(REQUIREMENTS)
Repeat each record below exactly as given.
# start of RECORDS TO PROCESS
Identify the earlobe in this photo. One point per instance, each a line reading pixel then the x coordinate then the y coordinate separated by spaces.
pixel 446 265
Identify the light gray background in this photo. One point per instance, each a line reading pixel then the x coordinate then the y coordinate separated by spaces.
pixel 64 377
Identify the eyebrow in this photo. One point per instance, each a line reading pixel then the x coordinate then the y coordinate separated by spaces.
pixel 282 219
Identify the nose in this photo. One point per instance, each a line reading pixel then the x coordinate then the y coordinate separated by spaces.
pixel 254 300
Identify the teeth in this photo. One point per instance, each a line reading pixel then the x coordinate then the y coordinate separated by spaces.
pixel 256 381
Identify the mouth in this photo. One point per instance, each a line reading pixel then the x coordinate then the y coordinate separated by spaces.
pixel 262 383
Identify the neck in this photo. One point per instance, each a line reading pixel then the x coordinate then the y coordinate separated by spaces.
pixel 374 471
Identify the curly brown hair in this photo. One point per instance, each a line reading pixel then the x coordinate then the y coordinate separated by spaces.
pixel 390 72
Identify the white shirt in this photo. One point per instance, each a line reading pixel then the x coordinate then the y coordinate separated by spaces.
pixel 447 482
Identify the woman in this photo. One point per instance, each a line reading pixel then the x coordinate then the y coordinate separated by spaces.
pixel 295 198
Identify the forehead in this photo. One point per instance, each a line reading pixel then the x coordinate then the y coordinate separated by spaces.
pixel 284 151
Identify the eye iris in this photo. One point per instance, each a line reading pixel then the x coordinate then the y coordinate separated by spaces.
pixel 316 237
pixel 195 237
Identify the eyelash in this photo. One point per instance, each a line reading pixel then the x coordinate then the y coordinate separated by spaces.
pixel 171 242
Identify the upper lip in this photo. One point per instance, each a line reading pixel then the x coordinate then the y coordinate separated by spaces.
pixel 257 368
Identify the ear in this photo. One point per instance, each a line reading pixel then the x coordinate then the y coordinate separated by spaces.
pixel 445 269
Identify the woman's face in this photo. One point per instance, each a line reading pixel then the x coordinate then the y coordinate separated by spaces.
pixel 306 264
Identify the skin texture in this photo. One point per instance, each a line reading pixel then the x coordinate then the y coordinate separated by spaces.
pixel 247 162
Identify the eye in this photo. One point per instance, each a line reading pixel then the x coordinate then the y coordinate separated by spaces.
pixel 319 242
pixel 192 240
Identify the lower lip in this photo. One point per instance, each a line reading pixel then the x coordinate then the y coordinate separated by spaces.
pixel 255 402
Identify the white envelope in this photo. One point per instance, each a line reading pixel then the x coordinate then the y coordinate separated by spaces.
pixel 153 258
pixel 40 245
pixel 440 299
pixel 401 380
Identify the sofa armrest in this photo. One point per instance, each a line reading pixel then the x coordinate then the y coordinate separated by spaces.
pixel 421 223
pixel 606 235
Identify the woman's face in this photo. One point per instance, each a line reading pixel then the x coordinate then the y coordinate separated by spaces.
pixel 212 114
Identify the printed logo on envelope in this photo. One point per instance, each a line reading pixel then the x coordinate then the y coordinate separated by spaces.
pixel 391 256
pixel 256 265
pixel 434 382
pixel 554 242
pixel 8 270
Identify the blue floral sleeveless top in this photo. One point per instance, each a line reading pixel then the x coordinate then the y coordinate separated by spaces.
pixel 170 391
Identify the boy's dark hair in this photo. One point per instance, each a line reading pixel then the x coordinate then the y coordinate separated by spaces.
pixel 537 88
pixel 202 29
# end of RECORDS TO PROCESS
(REPLY)
Identify the earlobe in this photo. One point per instance, each a line reading pixel then the x coordinate then the y coordinate separated by spaces.
pixel 446 265
Identify the light gray background in this photo. One point per instance, each a line reading pixel then the x coordinate then the y coordinate separated by spaces.
pixel 64 377
Identify the eyebrow in this photo. One point per instance, each a line reading pixel then the x coordinate then the y coordinate separated by spaces.
pixel 282 219
Identify the nose in this photo. One point per instance, each a line reading pixel then the x coordinate then the y coordinate separated by spaces.
pixel 254 300
Identify the teeth in this photo. One point per instance, each a line reading pixel then the x coordinate then the y coordinate separated by spaces.
pixel 256 381
Identify the mouth in this photo. One point per instance, each a line reading pixel then the x coordinate then the y coordinate separated by spaces.
pixel 262 383
Identify the neck in this photo. One point per instance, each a line reading pixel then the x coordinate then the y coordinate separated by spaces.
pixel 374 471
Identify the curly brown hair in this photo. One point per instance, each a line reading pixel then the x coordinate then the y coordinate separated by spaces.
pixel 390 72
Identify the white shirt in this photo. One point per instance, each a line reading pixel then the x coordinate then the y coordinate separated by spaces.
pixel 447 482
Identify the woman in this photo. One point per instance, each a line reading pixel then the x coordinate then the y coordinate separated by spaces.
pixel 295 198
Identify the forehead in this photo. One point per instance, each a line reading pixel then the x coordinate then the y coordinate separated by spaces.
pixel 284 151
Identify the eye iris in this photo. One point per instance, each a line reading pixel then the x coordinate then the y coordinate separated by spaces.
pixel 316 237
pixel 195 237
Identify the eyelash in this photo. One point per instance, each a line reading pixel then the x coordinate then the y coordinate separated by spaces.
pixel 171 242
Identify the upper lip in this photo. One point per instance, each a line reading pixel then the x coordinate then the y coordinate separated by spaces.
pixel 257 368
Identify the ear in this photo. One point per instance, each a line reading pixel then the x coordinate then the y coordinate separated by spaces.
pixel 445 269
Identify the woman's face in this photo. One point per instance, each a line reading pixel then the x coordinate then the y coordinate separated by spaces.
pixel 306 264
Identify the skin texture in this photo. One point per instance, each a line reading pixel then the x coordinate then the y coordinate separated by spaces.
pixel 247 162
Identify the eye in this photo. One point per instance, each a line reading pixel then the x coordinate then the y coordinate separated by spaces.
pixel 319 242
pixel 192 240
Identify the lower lip in this photo. One point per instance, each a line reading pixel then the x coordinate then the y coordinate separated by spaces.
pixel 255 402
Identify the white envelope in this photo. One point per instance, each a line reading pixel then the x coordinate then the y coordinate separated by spaces.
pixel 153 258
pixel 40 245
pixel 440 299
pixel 401 380
Identify the sofa armrest in this photo. One point per instance, each a line reading pixel then the x coordinate then the y coordinate separated by spaces.
pixel 421 223
pixel 606 235
Identify the woman's face in this photo. One point per instance, each a line reading pixel then the x coordinate then the y coordinate separated by spaces.
pixel 212 114
Identify the printed logo on envelope in this photo. One point per instance, each a line reading pixel then the x coordinate then the y coordinate separated by spaces.
pixel 391 256
pixel 256 265
pixel 434 382
pixel 554 242
pixel 8 270
Identify the blue floral sleeveless top in this photo. One point per instance, each a line reading pixel then the x coordinate then the y coordinate separated by spaces.
pixel 170 391
Identify the boy's dark hair in this photo. One point per instance, each a line reading pixel then the x coordinate then the y coordinate separated by spaces.
pixel 537 88
pixel 202 29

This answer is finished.